__Required action 1__:
Using the text on suburban poverty, explain in one to three sentences why the Society of St. Vincent de Paul has helped far fewer people in Jefferson Parish with the same amount of money.
__Required action 2__:
In the text on suburban poverty, condense the paragraph that begins "Catholic Charities served fewer people" into a short bulleted list that keeps its main facts.
__Required action 3__:
Write out the stretch of the text on suburban poverty from "Those who needed" through "and mass transit.".

Supplied text START

Those who needed help with paying their light bills only got five months of help this year in Jefferson. The federal assistance money arrived in February and was gone by July because bills were higher and the money went faster, parish officials said.

One of the challenges of suburban poverty is that services and policies still skew toward central cities. Few philanthropic and federal poverty-assistance dollars are dedicated to the suburbs, said Kneebone, who has studied the balkanized systems that provide workforce assistance, social services, education, healthcare and mass transit.

Catholic Charities served fewer people in Marrero in 2011 or 2012 than in 2010, not because of need, but because of resources, spokeswoman Anna Toujas said. And its on-the-ground partner in Jefferson Parish, the Society of St. Vincent de Paul, has seen increased need, but has been able to help far fewer people with the same amount of money. That’s because utility bills and rent payments are now so much higher, said Karen Kirchgraber, district president for the charity.

“People used to ask for $100 toward rent,” she said. “Now they need $500 or $600.”

Supplied text END
Provided material START

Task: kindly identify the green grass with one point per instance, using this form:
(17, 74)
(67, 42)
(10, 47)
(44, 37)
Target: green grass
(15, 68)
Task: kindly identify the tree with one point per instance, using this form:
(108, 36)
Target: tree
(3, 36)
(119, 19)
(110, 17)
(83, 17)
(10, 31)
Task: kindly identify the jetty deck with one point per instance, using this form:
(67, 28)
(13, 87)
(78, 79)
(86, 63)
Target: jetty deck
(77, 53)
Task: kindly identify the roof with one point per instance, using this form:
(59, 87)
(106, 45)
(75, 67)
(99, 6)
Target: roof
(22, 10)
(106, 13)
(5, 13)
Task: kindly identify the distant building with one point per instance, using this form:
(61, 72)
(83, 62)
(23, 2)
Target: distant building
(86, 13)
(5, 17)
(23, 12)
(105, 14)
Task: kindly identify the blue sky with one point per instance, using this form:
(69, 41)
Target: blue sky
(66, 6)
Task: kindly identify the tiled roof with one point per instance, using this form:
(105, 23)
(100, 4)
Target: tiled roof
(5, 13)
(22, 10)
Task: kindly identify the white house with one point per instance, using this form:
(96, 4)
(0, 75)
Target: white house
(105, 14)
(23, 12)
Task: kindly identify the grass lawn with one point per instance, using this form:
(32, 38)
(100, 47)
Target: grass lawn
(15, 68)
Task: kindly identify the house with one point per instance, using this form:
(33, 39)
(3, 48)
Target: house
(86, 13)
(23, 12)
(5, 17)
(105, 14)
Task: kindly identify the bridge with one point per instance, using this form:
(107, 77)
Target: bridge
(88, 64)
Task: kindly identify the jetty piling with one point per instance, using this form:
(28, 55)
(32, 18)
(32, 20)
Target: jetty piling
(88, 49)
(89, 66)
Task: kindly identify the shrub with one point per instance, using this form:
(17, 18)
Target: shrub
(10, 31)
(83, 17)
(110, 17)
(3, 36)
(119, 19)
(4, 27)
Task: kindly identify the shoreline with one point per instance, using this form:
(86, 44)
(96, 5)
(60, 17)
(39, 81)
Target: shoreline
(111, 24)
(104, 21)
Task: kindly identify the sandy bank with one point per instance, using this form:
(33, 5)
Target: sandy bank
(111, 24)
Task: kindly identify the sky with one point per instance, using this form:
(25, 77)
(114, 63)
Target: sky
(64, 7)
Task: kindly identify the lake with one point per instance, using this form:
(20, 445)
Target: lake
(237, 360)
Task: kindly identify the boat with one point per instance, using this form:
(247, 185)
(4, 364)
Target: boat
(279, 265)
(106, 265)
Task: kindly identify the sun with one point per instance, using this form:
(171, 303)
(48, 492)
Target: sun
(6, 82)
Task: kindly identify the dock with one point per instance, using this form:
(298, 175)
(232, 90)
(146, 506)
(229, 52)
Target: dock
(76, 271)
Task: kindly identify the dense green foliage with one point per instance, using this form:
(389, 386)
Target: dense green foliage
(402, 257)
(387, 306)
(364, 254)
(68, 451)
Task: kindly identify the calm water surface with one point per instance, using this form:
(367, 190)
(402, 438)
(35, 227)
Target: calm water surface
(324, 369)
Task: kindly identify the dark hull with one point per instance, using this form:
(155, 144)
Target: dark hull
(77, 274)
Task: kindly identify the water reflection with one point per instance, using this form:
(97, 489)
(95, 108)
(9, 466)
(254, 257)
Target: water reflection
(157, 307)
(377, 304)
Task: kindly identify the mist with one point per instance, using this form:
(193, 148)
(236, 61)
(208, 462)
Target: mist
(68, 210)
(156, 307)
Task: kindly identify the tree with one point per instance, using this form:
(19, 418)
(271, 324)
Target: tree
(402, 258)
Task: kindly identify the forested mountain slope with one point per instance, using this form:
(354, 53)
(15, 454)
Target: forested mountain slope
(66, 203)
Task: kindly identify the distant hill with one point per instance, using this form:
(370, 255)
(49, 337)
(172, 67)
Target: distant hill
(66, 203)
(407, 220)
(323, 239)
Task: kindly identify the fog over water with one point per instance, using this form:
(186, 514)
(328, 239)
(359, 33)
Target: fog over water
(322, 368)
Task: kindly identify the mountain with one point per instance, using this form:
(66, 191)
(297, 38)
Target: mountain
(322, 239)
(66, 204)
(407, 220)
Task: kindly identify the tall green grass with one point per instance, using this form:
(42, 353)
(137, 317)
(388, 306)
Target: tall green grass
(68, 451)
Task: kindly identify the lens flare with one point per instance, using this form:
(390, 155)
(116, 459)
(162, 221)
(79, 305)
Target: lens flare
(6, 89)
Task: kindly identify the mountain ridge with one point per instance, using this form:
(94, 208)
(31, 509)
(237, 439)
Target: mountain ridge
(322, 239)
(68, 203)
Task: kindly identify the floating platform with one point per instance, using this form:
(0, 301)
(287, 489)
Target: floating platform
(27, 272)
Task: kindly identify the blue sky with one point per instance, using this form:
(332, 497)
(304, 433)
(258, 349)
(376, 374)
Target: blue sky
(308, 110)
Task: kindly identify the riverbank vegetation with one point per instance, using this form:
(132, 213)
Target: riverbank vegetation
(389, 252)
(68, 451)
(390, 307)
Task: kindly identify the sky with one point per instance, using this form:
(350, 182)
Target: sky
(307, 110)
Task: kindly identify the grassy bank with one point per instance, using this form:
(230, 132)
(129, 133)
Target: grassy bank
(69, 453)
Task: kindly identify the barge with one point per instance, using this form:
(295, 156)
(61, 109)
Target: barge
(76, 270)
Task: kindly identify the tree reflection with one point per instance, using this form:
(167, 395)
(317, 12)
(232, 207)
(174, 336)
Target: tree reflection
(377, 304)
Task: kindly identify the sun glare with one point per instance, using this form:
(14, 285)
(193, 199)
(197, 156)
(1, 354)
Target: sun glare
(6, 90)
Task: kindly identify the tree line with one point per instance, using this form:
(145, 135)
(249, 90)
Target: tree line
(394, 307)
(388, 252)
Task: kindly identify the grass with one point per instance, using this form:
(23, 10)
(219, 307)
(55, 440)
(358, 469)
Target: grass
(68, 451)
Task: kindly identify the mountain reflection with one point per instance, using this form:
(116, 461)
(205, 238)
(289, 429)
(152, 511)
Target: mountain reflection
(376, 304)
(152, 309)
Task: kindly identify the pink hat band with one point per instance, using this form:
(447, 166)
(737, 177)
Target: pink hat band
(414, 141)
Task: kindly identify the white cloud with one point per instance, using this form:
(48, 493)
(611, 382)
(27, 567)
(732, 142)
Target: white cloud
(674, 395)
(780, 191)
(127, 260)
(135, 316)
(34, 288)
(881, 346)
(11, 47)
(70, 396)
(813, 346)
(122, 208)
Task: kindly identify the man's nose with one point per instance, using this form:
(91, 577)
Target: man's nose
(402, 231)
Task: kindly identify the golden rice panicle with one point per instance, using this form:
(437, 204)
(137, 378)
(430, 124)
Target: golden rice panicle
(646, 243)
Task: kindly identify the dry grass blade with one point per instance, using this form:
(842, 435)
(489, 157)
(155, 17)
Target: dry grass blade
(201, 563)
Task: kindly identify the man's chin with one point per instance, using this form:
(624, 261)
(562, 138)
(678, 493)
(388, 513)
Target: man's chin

Provided material END

__Solution 1__:
Utility bills and rent payments are now much higher, so each person needs more money. Where people once asked for $100 toward rent, they now need $500 or $600.

__Solution 2__:
- Catholic Charities served fewer people in Marrero in 2011 and 2012 than in 2010 because of limited resources, not lower need (spokeswoman Anna Toujas).
- Its Jefferson Parish partner, the Society of St. Vincent de Paul, has seen increased need.
- With the same amount of money, that charity has been able to help far fewer people.
- The reason is that utility bills and rent payments are now much higher (district president Karen Kirchgraber).

__Solution 3__:
Those who needed help with paying their light bills only got five months of help this year in Jefferson. The federal assistance money arrived in February and was gone by July because bills were higher and the money went faster, parish officials said.

One of the challenges of suburban poverty is that services and policies still skew toward central cities. Few philanthropic and federal poverty-assistance dollars are dedicated to the suburbs, said Kneebone, who has studied the balkanized systems that provide workforce assistance, social services, education, healthcare and mass transit.